* _WHAT IS NEEDED_: Because the entries hold pictures, reproduce only their words, exactly as written.

──────── STUDY MATERIAL ────────

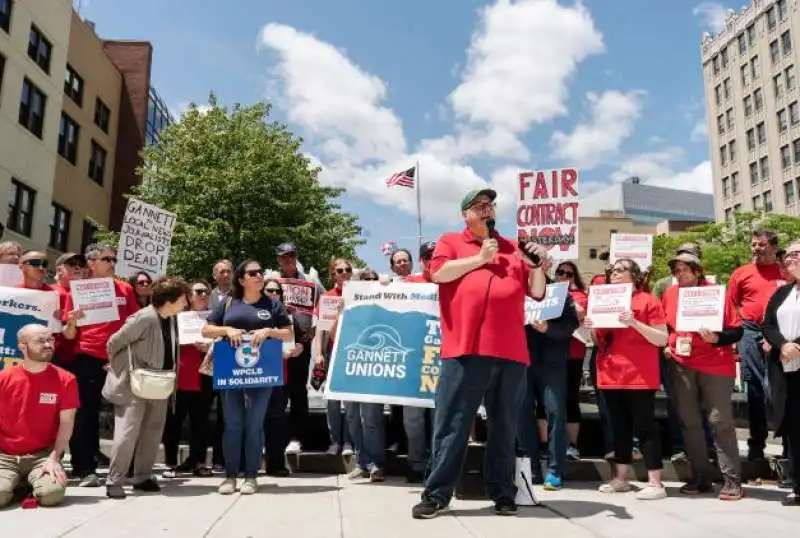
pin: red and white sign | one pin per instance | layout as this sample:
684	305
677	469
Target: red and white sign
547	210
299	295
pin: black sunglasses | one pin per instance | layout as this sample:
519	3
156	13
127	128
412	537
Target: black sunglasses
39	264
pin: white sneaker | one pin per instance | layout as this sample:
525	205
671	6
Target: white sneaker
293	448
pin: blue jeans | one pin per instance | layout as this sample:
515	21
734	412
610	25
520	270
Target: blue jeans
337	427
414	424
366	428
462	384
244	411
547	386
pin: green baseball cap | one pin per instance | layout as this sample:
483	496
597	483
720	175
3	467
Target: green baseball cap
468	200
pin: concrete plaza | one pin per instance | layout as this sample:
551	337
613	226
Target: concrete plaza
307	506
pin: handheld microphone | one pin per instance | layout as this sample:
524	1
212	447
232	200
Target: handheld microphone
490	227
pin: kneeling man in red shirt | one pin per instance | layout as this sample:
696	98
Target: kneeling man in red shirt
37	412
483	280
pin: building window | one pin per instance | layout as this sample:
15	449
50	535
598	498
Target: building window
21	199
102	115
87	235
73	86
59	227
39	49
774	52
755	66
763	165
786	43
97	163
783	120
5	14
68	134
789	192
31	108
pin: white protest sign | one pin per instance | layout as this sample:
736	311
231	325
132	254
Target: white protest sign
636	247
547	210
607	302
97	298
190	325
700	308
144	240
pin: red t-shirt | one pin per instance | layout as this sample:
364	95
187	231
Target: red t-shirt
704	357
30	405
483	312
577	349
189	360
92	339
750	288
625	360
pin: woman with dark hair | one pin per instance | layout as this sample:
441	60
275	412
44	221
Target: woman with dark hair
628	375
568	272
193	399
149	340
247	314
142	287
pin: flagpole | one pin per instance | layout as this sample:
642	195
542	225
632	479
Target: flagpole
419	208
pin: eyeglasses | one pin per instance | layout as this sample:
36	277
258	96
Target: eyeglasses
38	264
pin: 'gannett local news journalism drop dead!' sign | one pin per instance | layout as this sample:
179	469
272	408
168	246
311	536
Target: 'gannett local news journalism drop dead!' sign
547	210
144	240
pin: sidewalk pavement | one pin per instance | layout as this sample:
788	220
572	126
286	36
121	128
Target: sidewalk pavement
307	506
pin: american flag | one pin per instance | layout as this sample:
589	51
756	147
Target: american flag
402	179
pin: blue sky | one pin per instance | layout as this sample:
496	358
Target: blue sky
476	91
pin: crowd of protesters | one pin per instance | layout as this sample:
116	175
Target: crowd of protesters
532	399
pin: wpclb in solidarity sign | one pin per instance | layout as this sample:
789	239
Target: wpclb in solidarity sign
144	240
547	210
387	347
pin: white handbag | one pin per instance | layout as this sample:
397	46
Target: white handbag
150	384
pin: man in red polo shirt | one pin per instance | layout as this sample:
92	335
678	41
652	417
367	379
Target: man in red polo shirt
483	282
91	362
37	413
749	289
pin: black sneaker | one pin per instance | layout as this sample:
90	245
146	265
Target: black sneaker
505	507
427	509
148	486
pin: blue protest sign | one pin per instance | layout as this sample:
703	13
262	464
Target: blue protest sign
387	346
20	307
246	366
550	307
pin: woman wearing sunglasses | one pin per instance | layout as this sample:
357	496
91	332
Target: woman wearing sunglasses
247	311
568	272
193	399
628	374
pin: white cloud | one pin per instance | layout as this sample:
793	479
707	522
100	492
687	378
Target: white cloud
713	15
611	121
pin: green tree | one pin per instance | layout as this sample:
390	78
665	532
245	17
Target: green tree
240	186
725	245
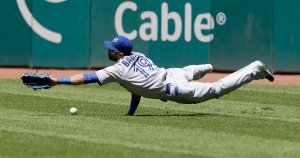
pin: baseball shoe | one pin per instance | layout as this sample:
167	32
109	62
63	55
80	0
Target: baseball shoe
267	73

────────

* _RESULT_:
pin: red and white sign | one pin per instance | layout as this sample:
684	305
677	469
Target: red and white sign
547	210
299	295
pin: black sunglasses | one pin per instance | layout as this sample:
519	3
156	13
127	128
412	537
Target: black sunglasses
39	264
pin: white sneaker | one pin per instance | layout as this sample:
525	205
671	6
Target: white sneaker
293	448
pin: blue jeans | one pin per instance | layout as this sample:
515	21
734	412
610	25
520	270
Target: blue jeans
337	427
414	424
366	428
462	384
244	411
547	386
pin: green baseball cap | one pin per instance | layout as this sample:
483	496
597	483
720	175
3	467
Target: green baseball cap
468	200
pin: concrete plaza | one pin per instance | layout as this sample:
551	337
613	226
Target: concrete plaza
307	506
pin: handheld microphone | one pin per instance | layout as this sample:
524	1
212	447
232	200
Target: handheld microphone
490	227
pin: kneeling man in red shirt | one pin per instance | layout as this sample:
696	98
Target: kneeling man in red shirt
37	412
483	280
pin: building window | one pin per instance | layout as this sample:
15	449
50	535
598	498
Target: building window
21	199
102	115
87	235
73	86
59	227
39	49
774	52
755	66
763	165
786	43
97	163
783	120
5	14
68	134
789	192
31	108
pin: white protest sign | one pin per instance | layout as this sample:
736	311
231	325
132	254
Target: white protest sign
636	247
547	210
607	302
97	298
190	325
700	308
144	240
pin: red t-shirt | one pin per instance | layout as this sample:
364	95
187	231
Target: red t-shirt
704	357
30	405
483	312
577	349
189	360
92	339
750	288
625	360
pin: woman with dark hair | one pin per instance | layout as this sample:
441	60
275	412
44	221
Target: woman with dark hair
628	375
568	272
193	399
149	340
247	314
142	287
pin: flagpole | one pin per instance | layout as this sample:
642	195
542	225
632	479
Target: flagpole
419	208
pin: eyeglasses | one pin per instance | layout as this sample:
36	277
258	96
Target: eyeglasses
38	264
pin: 'gannett local news journalism drop dead!' sign | one pin per instance | layout as this sample:
179	469
272	408
168	246
311	536
Target: 'gannett local news journalism drop dead!' sign
547	210
144	240
pin: sidewalk pavement | one pin per instance | layout as this sample:
788	220
572	126
286	36
121	128
Target: sidewalk pavement
307	506
pin: american flag | one pin per instance | layout as this sample:
589	51
756	147
Target: american flag
402	179
pin: blue sky | one pin per instance | layout as this sample:
496	358
Target: blue sky
476	91
pin: crowd of protesters | one pin per instance | layout as this sample:
116	175
Target: crowd of protesters
532	399
pin: wpclb in solidarity sign | one pin per instance | layout as this sample:
789	239
Target: wpclb in solidarity sign
144	240
547	210
387	347
pin: white handbag | one pin per instance | layout as this sample:
397	46
Target: white handbag
150	384
pin: man in red polo shirt | one pin per instance | layout as this sample:
92	335
678	41
652	417
367	379
Target: man in red polo shirt
483	282
91	362
37	413
749	289
pin: black sneaker | one pin per instance | layout as this sample:
90	245
146	265
Target: black sneaker
505	507
427	509
148	486
pin: blue protest sign | one pin per instance | layout as this sample:
703	13
262	464
Target: blue protest sign
387	346
20	307
246	366
550	307
pin: woman wearing sunglasses | one pin per instance | layout as this sample:
357	496
91	332
Target: woman wearing sunglasses
247	311
568	272
193	399
628	374
pin: white cloud | one pin per instance | layout as this sample:
793	479
707	522
100	492
687	378
Target: white cloud
713	15
611	121
pin: green tree | one pin per instance | layout as this sample:
390	78
665	532
245	17
Target: green tree
240	186
725	245
pin: baseball shoe | one pin per instance | layout as this sample:
167	32
109	62
63	55
80	0
Target: baseball shoe
267	73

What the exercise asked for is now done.